Exercise directions: From the entries below, copy exactly the lines from the one that contains "# shape of each answer: point(257, 31)" through the one that contains "# test: mark the brown", both included, and only those.

--- START ---

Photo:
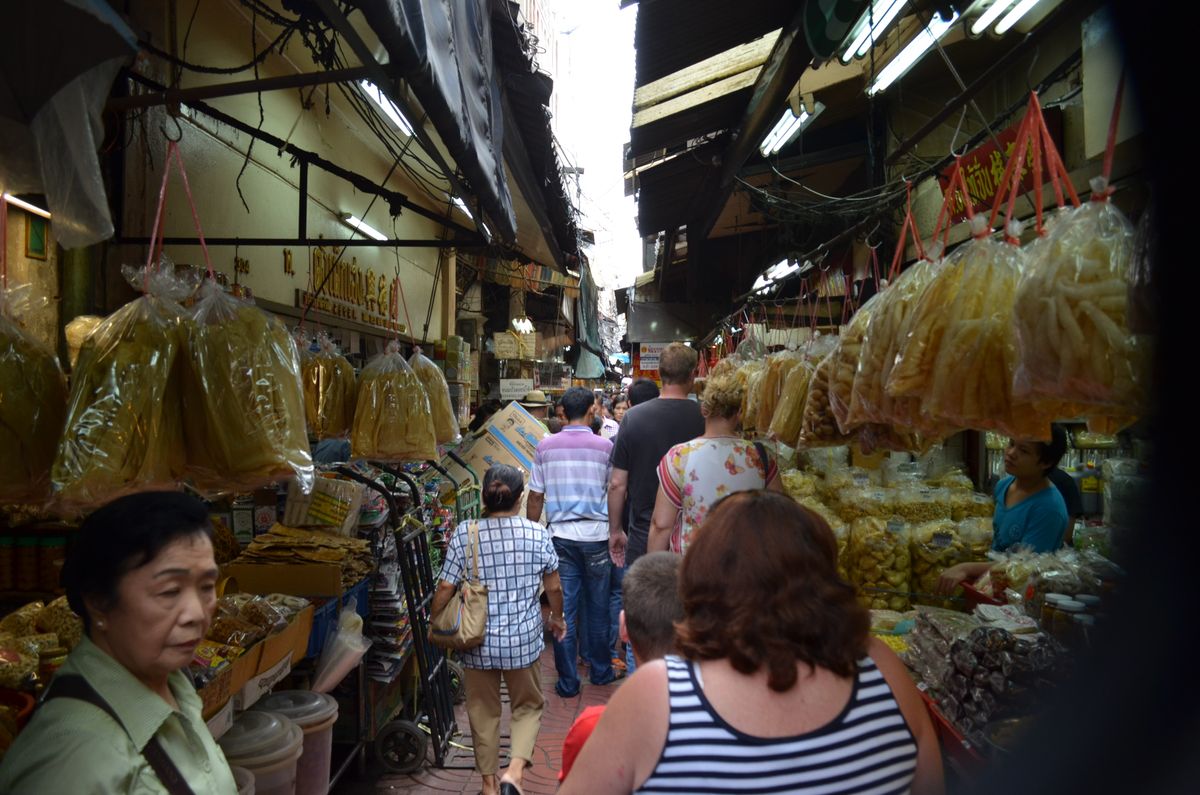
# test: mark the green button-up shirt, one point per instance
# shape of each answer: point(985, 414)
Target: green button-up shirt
point(71, 746)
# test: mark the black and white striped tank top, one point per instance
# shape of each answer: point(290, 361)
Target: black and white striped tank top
point(868, 749)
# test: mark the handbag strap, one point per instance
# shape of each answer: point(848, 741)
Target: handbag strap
point(72, 686)
point(473, 541)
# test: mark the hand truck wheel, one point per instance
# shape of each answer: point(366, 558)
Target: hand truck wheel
point(401, 746)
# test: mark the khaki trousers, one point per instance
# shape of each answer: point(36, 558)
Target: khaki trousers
point(484, 712)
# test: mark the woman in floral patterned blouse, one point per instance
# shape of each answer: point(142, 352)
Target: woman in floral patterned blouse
point(695, 474)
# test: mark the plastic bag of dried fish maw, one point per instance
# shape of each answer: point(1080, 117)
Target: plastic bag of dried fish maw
point(845, 365)
point(33, 405)
point(779, 365)
point(820, 426)
point(880, 565)
point(393, 420)
point(124, 428)
point(1071, 315)
point(935, 547)
point(329, 389)
point(445, 423)
point(785, 425)
point(869, 401)
point(244, 417)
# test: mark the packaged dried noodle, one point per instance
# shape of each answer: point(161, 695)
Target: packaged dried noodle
point(785, 425)
point(1071, 316)
point(329, 389)
point(393, 420)
point(243, 404)
point(124, 430)
point(33, 405)
point(445, 423)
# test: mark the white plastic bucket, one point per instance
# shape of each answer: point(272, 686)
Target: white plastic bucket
point(269, 746)
point(316, 715)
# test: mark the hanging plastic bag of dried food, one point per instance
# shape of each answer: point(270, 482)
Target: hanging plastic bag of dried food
point(778, 369)
point(329, 389)
point(124, 430)
point(445, 423)
point(33, 405)
point(244, 414)
point(393, 420)
point(785, 425)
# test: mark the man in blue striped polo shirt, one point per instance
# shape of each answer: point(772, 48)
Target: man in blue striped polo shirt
point(570, 478)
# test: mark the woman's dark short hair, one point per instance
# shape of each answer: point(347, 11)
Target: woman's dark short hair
point(576, 402)
point(641, 390)
point(123, 536)
point(760, 587)
point(503, 485)
point(1050, 453)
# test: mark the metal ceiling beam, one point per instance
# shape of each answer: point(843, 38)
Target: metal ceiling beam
point(783, 70)
point(174, 96)
point(378, 75)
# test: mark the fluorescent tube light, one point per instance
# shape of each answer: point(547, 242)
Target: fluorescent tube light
point(363, 227)
point(25, 205)
point(912, 53)
point(387, 106)
point(989, 16)
point(885, 13)
point(1014, 16)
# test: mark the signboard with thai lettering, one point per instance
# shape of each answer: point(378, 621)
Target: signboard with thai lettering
point(984, 167)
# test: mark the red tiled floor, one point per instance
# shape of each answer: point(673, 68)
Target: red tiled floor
point(460, 777)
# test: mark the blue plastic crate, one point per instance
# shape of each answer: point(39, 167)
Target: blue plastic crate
point(324, 615)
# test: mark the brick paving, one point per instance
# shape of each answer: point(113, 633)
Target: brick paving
point(460, 777)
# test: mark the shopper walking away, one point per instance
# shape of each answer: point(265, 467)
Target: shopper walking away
point(694, 476)
point(647, 432)
point(647, 625)
point(121, 715)
point(778, 688)
point(516, 559)
point(570, 479)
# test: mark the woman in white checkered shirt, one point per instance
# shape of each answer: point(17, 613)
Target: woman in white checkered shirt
point(516, 560)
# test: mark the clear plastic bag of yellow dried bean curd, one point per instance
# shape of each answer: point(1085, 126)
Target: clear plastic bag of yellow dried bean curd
point(244, 416)
point(393, 420)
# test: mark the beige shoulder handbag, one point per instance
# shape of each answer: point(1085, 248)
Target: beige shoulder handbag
point(461, 623)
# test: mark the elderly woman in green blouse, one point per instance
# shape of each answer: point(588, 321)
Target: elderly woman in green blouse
point(121, 715)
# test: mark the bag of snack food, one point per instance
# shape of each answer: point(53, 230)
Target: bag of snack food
point(329, 388)
point(244, 418)
point(785, 425)
point(33, 405)
point(445, 423)
point(393, 420)
point(124, 430)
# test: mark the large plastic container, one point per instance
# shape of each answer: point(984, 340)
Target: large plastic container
point(269, 746)
point(316, 715)
point(244, 779)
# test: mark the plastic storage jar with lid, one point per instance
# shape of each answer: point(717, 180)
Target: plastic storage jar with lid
point(316, 715)
point(268, 745)
point(244, 779)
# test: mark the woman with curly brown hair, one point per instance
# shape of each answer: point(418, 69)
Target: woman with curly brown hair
point(779, 687)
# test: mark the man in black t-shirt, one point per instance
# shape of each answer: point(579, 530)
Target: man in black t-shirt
point(647, 432)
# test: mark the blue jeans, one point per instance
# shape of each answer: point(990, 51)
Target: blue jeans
point(583, 568)
point(615, 605)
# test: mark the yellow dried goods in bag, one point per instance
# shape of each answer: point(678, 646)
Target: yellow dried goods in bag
point(33, 407)
point(785, 425)
point(244, 414)
point(329, 389)
point(445, 423)
point(393, 420)
point(124, 428)
point(778, 369)
point(1071, 315)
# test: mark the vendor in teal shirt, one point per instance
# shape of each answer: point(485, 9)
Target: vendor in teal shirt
point(1030, 510)
point(142, 577)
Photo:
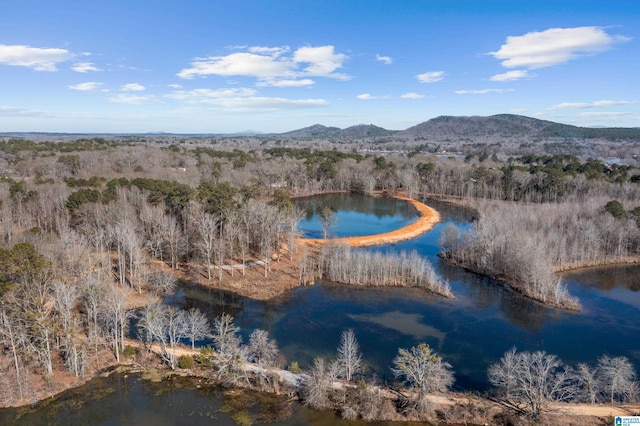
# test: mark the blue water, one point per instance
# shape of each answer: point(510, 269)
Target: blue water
point(355, 215)
point(470, 332)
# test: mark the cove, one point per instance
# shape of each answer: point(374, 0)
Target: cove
point(470, 332)
point(355, 215)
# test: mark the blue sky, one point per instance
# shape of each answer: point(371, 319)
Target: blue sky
point(273, 66)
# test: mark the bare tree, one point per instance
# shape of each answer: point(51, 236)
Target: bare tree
point(93, 290)
point(349, 357)
point(616, 376)
point(588, 382)
point(424, 370)
point(231, 354)
point(197, 326)
point(534, 379)
point(504, 374)
point(164, 325)
point(207, 227)
point(316, 387)
point(327, 220)
point(13, 336)
point(262, 350)
point(163, 283)
point(65, 298)
point(116, 316)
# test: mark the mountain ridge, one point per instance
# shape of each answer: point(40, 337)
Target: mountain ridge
point(499, 127)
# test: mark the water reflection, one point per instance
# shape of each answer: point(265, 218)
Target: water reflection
point(355, 214)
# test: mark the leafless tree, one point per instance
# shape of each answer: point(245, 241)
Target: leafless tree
point(207, 227)
point(341, 263)
point(317, 386)
point(65, 298)
point(349, 357)
point(534, 379)
point(231, 354)
point(164, 325)
point(163, 283)
point(12, 335)
point(116, 316)
point(262, 350)
point(424, 370)
point(616, 376)
point(327, 220)
point(197, 326)
point(92, 292)
point(588, 382)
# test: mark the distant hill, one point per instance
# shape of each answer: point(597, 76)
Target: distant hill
point(455, 128)
point(510, 126)
point(365, 131)
point(320, 131)
point(315, 131)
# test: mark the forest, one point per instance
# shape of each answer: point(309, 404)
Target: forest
point(96, 231)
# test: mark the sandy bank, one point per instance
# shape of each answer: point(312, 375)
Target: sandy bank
point(428, 217)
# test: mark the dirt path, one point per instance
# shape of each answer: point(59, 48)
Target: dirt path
point(428, 218)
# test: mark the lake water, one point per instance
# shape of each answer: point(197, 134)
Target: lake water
point(355, 215)
point(470, 332)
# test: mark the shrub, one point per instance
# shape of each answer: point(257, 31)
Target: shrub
point(186, 362)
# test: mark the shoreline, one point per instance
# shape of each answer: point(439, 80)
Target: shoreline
point(427, 219)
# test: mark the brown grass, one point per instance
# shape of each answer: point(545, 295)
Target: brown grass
point(428, 218)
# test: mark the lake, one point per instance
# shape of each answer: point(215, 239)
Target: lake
point(470, 332)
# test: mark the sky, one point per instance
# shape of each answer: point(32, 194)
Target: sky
point(217, 66)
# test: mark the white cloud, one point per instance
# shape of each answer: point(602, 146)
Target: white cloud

--- END ---

Exercise result:
# shape of each answer: point(257, 31)
Target: shrub
point(186, 362)
# test: mark the shoreline, one point per instance
# shape of each answer: point(439, 80)
Target: shoreline
point(427, 219)
# test: mark the brown grass, one point per instance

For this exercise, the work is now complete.